• Records for this exercise:
____________

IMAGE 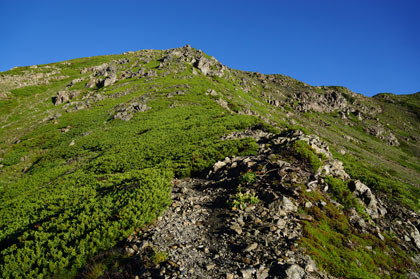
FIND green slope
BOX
[0,46,418,278]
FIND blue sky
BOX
[1,0,419,96]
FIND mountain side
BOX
[0,45,419,279]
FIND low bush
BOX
[292,140,323,172]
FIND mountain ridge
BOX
[0,45,419,279]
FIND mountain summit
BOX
[0,46,419,279]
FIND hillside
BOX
[0,45,419,279]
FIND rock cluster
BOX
[365,124,400,146]
[112,95,151,121]
[159,45,228,77]
[53,90,81,105]
[85,64,118,88]
[292,91,350,113]
[0,65,68,97]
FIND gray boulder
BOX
[285,264,305,279]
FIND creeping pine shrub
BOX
[150,250,168,266]
[292,140,323,172]
[324,176,368,219]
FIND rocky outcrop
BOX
[0,65,68,97]
[365,124,400,146]
[293,90,349,113]
[112,95,151,121]
[67,77,84,87]
[157,45,228,77]
[53,90,81,105]
[84,64,118,89]
[348,180,387,219]
[113,102,149,121]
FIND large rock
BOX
[101,73,117,87]
[268,196,298,215]
[410,226,420,249]
[85,79,97,88]
[348,180,385,219]
[285,264,305,279]
[195,58,211,75]
[54,90,80,105]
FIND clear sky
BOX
[1,0,419,96]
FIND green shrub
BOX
[0,168,172,278]
[324,176,368,219]
[293,140,323,172]
[150,250,168,266]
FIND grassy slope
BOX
[0,48,418,278]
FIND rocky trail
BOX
[125,175,327,279]
[104,130,344,279]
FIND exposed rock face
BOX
[84,64,118,88]
[293,90,349,113]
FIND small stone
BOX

____________

If a line falls between the first line of the records above and the line containing "FIND rocky outcrop", inclusive, retype it exactly; leave pictures out.

IMAGE 
FIND green slope
BOX
[0,46,418,278]
FIND blue sky
BOX
[1,0,419,96]
FIND mountain side
BOX
[0,45,419,279]
FIND low bush
BOX
[292,140,323,172]
FIND mountain ridge
BOX
[0,45,419,279]
FIND mountain summit
BOX
[0,46,419,279]
FIND hillside
BOX
[0,45,419,279]
FIND rock cluster
BOX
[365,124,400,146]
[112,95,151,121]
[159,45,228,77]
[53,90,81,105]
[85,64,118,88]
[292,91,350,113]
[0,65,68,97]
FIND gray boulder
BOX
[285,264,305,279]
FIND creeping pine shrub
BOX
[150,250,168,266]
[292,140,323,172]
[324,176,368,219]
FIND rocky outcrop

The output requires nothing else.